Excerpted text:
────────

Strong consumption, investment outlook bode well for SET's 2013 earnings
The Stock Exchange of Thailand (SET) Index rose 1.01 per cent from the beginning of the year to end at 1,405.99 points last Thursday, with a peak of 1,423.46 points on Wednesday, compared to 2.37 per cent for regional peers. Property, auto and financial sectors have been most active.
We have raised our SET Index target for 2013 to 1,524 points, implying a fiscal 2013 price-
earnings ratio of 13.6 times, based on strong domestic consumption, new investment cycle, strong foreign direct investment inflows, solid tourism growth and China recovery plays in the Thai market.
Thailand ended 2012 with an inflation rate of 3.6 per cent year-on-year in December,
bringing 2012's average inflation to 3.0 per cent. We expect inflation to breach 4 per cent by the second quarter of 2013, before stabilising in the second half of 2013. The high inflation could be due to the minimum wage hike in the remaining 70 provinces (which is likely to be passed on to consumers) and the recovering external demand that translates into demand-pull pressures.
All these suggest that the rate-cut cycle is over, which prompted the Bank of Thailand to keep its policy rate at 2.75 per cent at the latest Monetary Policy Committee meeting on January 9. We have one 25-basis-point rate hike pencilled in for the fourth quarter of 2013.

────────

[Stored items from a collection]
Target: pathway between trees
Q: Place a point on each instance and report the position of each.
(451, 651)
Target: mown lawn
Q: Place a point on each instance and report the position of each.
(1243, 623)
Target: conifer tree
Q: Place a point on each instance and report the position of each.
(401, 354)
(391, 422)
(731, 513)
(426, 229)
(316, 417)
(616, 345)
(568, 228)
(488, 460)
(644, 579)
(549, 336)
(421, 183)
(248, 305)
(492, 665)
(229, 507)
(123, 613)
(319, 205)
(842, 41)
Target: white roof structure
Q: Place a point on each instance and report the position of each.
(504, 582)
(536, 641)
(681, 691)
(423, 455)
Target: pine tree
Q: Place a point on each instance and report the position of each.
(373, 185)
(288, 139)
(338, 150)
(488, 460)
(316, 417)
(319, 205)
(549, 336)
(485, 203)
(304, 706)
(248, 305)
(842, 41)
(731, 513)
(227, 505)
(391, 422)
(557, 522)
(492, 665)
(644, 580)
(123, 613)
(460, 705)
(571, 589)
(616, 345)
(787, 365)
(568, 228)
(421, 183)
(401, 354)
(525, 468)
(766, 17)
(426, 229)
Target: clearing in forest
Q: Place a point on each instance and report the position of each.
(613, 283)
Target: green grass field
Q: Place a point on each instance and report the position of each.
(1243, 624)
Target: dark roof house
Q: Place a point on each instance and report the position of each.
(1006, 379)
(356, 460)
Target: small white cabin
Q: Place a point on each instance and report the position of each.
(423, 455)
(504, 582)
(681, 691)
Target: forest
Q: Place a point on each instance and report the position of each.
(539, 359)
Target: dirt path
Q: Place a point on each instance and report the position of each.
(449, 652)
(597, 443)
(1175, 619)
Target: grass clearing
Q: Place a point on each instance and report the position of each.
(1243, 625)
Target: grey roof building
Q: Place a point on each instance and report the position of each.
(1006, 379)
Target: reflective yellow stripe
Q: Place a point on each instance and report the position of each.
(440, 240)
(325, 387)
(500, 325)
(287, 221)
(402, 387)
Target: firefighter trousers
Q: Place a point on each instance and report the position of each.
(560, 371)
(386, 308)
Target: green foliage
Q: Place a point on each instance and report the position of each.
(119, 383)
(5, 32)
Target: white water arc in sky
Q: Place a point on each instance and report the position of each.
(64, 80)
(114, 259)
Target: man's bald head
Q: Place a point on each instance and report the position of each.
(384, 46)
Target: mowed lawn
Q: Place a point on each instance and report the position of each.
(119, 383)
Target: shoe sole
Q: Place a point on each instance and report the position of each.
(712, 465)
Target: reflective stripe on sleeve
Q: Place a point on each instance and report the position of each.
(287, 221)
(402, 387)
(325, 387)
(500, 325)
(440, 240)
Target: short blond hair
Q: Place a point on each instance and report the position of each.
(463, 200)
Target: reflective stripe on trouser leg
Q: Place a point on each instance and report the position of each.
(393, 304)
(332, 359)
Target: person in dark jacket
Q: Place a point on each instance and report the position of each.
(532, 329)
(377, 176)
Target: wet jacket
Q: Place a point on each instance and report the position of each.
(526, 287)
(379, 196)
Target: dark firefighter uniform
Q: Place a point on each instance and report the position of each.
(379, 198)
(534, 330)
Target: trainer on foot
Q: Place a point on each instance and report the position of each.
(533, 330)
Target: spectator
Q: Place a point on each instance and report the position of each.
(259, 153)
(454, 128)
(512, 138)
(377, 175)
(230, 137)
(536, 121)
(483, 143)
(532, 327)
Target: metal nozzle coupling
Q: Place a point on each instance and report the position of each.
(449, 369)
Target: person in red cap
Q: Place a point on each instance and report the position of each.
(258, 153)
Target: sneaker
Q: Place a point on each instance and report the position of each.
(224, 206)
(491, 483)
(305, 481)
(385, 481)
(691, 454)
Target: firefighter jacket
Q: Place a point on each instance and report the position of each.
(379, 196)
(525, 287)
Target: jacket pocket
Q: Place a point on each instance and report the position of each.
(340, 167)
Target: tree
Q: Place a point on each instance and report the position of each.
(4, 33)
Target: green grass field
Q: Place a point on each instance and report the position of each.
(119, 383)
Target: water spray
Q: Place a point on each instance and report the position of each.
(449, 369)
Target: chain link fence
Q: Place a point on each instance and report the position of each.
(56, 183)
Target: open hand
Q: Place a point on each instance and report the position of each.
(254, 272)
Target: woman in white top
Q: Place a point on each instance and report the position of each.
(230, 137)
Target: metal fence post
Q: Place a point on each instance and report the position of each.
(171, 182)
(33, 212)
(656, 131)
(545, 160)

────────

Challenge: Continue the commentary on the Thai stock market's 2013 outlook, starting after its final sentence.

Response:
Over the next two weeks, Thai banks will be announcing their results for the fourth quarter of 2012. We expect Thai banks' earnings to be pressured by increased provisioning. Overall loan growth should be higher than our forecast of 14 per cent, given the strong push from the first-car buyer scheme. The credit growth in the auto loan segment is expected to continue through to the first half of 2013. Also, in the telecom sector, last week Cedar Holdings made an overnight placement of a 10.3 per cent stake in Shin Corp (INTUCH) at Bt63.25 a share, putting pressure on the share price of both INTUCH (-2.25 per cent) and ADVANC (-2.96 per cent) on the day of announcement. However, we remain positive on INTUCH for its strong core earnings growth.
We remain overweight on banks, property and contractors. Our top picks include Kasikornbank (KBANK), Shin Corporation (INTUCH), Siam Global House (GLOBAL), Pruksa Real Estate (PS), Asian Property Development (AP), Sansiri (SIRI), Bangkok Expressway (BECL), Minor International (MINT), CH Karnchang (CK), Jasmine International (JAS) and PTT Global Chemical (PTTGC).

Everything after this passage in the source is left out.